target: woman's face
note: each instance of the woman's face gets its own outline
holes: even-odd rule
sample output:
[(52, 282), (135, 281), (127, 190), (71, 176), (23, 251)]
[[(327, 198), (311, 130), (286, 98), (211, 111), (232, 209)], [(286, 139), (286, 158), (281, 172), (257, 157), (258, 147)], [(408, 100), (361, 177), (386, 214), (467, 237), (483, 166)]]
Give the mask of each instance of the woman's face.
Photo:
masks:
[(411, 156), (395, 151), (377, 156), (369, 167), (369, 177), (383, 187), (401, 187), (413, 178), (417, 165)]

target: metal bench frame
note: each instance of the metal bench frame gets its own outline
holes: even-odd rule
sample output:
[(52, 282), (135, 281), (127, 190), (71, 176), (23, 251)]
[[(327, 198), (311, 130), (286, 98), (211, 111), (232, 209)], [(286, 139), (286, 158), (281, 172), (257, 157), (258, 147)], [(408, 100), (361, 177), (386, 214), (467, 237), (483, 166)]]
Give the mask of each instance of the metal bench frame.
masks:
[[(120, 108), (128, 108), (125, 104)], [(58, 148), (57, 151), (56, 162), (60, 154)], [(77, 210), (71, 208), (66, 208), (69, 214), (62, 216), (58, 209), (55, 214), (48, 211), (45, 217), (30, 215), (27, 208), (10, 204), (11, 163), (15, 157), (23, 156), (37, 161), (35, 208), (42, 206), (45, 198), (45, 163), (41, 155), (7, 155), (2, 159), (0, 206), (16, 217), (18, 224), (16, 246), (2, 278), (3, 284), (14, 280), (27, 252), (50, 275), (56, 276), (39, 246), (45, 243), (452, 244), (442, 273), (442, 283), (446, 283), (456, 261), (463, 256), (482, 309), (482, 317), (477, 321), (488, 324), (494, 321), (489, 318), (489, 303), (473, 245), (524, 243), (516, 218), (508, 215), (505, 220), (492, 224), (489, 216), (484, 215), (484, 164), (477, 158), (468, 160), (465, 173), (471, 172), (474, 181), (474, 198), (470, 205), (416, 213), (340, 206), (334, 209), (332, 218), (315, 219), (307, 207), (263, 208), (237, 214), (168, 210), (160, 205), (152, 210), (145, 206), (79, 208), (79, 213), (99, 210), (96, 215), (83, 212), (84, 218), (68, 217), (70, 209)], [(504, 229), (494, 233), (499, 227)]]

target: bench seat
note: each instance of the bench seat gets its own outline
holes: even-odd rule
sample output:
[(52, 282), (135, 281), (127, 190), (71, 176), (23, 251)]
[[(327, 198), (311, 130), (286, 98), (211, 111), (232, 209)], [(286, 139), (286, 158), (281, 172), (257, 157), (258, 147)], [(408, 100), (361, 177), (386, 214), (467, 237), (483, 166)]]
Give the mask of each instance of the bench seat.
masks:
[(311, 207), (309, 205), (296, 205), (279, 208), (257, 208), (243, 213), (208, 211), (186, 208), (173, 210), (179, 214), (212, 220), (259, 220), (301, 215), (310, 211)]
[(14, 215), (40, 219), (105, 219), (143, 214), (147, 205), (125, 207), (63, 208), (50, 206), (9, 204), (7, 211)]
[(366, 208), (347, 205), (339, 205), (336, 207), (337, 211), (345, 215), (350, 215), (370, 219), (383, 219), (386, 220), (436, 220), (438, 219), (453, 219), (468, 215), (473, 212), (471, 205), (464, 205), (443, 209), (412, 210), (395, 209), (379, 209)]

--

Reproduce word for word the stretch of the entries from the line containing "target: bench seat" through the end, including both ends.

target: bench seat
note: each instance of the bench seat gets its own outline
holes: even-odd rule
sample output:
[(52, 282), (135, 281), (127, 190), (71, 176), (23, 251)]
[[(327, 198), (311, 130), (286, 98), (211, 111), (232, 209)], [(286, 139), (286, 158), (281, 172), (257, 157), (258, 147)], [(408, 100), (361, 177), (386, 214), (467, 237), (483, 166)]]
Give the mask of each instance of the bench seat.
masks:
[(311, 207), (309, 205), (296, 205), (279, 208), (257, 208), (243, 213), (208, 211), (186, 208), (173, 210), (179, 214), (212, 220), (259, 220), (301, 215), (310, 211)]
[(14, 215), (40, 219), (105, 219), (143, 214), (147, 205), (125, 207), (63, 208), (50, 206), (9, 204), (7, 211)]
[(366, 208), (347, 205), (339, 205), (336, 207), (337, 211), (345, 215), (350, 215), (370, 219), (383, 219), (386, 220), (436, 220), (438, 219), (453, 219), (468, 215), (473, 212), (471, 205), (464, 205), (443, 209), (412, 210), (395, 209), (379, 209)]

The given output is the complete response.